TASK INSTRUCTIONS
Convert the items below into a JSON list of strings, with one string for each line and no entries for blank lines.

Location identification entries:
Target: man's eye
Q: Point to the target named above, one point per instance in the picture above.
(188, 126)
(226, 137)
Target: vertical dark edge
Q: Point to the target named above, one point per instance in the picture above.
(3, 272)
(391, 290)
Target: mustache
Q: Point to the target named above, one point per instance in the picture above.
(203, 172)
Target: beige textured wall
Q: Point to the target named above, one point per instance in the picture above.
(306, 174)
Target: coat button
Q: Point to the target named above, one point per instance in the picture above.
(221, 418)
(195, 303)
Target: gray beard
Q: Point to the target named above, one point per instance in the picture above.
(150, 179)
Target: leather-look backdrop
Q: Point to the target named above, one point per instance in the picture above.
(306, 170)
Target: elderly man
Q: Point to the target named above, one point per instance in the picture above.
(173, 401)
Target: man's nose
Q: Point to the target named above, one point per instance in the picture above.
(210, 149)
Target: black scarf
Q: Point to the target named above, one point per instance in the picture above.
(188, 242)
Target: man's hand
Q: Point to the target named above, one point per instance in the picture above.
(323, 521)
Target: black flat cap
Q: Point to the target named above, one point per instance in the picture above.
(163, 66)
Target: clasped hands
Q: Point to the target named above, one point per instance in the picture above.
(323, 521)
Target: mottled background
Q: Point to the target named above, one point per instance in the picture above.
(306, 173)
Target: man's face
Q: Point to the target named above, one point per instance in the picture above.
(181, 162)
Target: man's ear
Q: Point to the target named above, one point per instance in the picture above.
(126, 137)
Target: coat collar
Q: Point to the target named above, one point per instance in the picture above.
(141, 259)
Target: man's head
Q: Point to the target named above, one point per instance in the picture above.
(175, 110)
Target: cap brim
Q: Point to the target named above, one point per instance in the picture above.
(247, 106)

CORRECT RESPONSE
[
  "Target: man's eye",
  "Q: Point to the target named above, one point per instance in the picture above.",
  "(188, 126)",
  "(226, 137)",
  "Target: vertical dark edge",
  "Q: Point to the target named above, one point per instance in the picture above.",
  "(3, 272)",
  "(391, 290)",
  "Target: mustache",
  "Q: Point to the target named above, one point per instance in the picture above.",
  "(203, 172)",
  "Target: beige textured wall",
  "Q: Point to the target named above, one point per instance in the picture above.",
  "(306, 174)",
  "Target: coat button",
  "Q: Point to the target named above, one point per instance in the picture above.",
  "(221, 418)",
  "(195, 303)",
  "Target: gray beard",
  "Q: Point to the target named above, one point per instance in the picture above.",
  "(150, 179)",
  "Target: leather-look backdrop",
  "Q: Point to the target named above, one point per instance in the picture above.",
  "(306, 170)",
  "Target: elderly man",
  "Q: Point to the target named above, one point per instance in the picture above.",
  "(173, 401)",
  "Target: man's nose",
  "Q: Point to the target named above, one point per instance in the picture above.",
  "(210, 149)",
  "Target: black scarf",
  "Q: Point to the target named above, one point per instance in the picture above.",
  "(188, 242)",
  "Target: man's hand",
  "Q: Point to the target named above, one point per instance in the picture above.",
  "(323, 521)",
  "Target: black flat cap",
  "Q: Point to the target named above, one point per instance in the picture above.",
  "(163, 66)",
  "Target: clasped hands",
  "Q: Point to the target named above, one point per instance in the picture above.",
  "(323, 521)",
  "Target: mottled background",
  "Q: Point to the target named above, one point per instance in the picture above.",
  "(306, 173)",
  "Target: man's face",
  "Q: Point to the target named above, one point per instance in the picture above.",
  "(181, 162)",
  "Target: man's ear",
  "Q: Point to the target named above, one point per instance in the picture above.",
  "(126, 137)",
  "Target: coat collar",
  "Q: Point to the target named above, one point per instance in the picture above.",
  "(141, 259)",
  "Target: man's head",
  "Q: Point to the target named above, one point per instance in the picture above.",
  "(175, 110)",
  "Target: cap brim",
  "Q: Point to the target named above, one point per instance in the picture above.",
  "(247, 106)"
]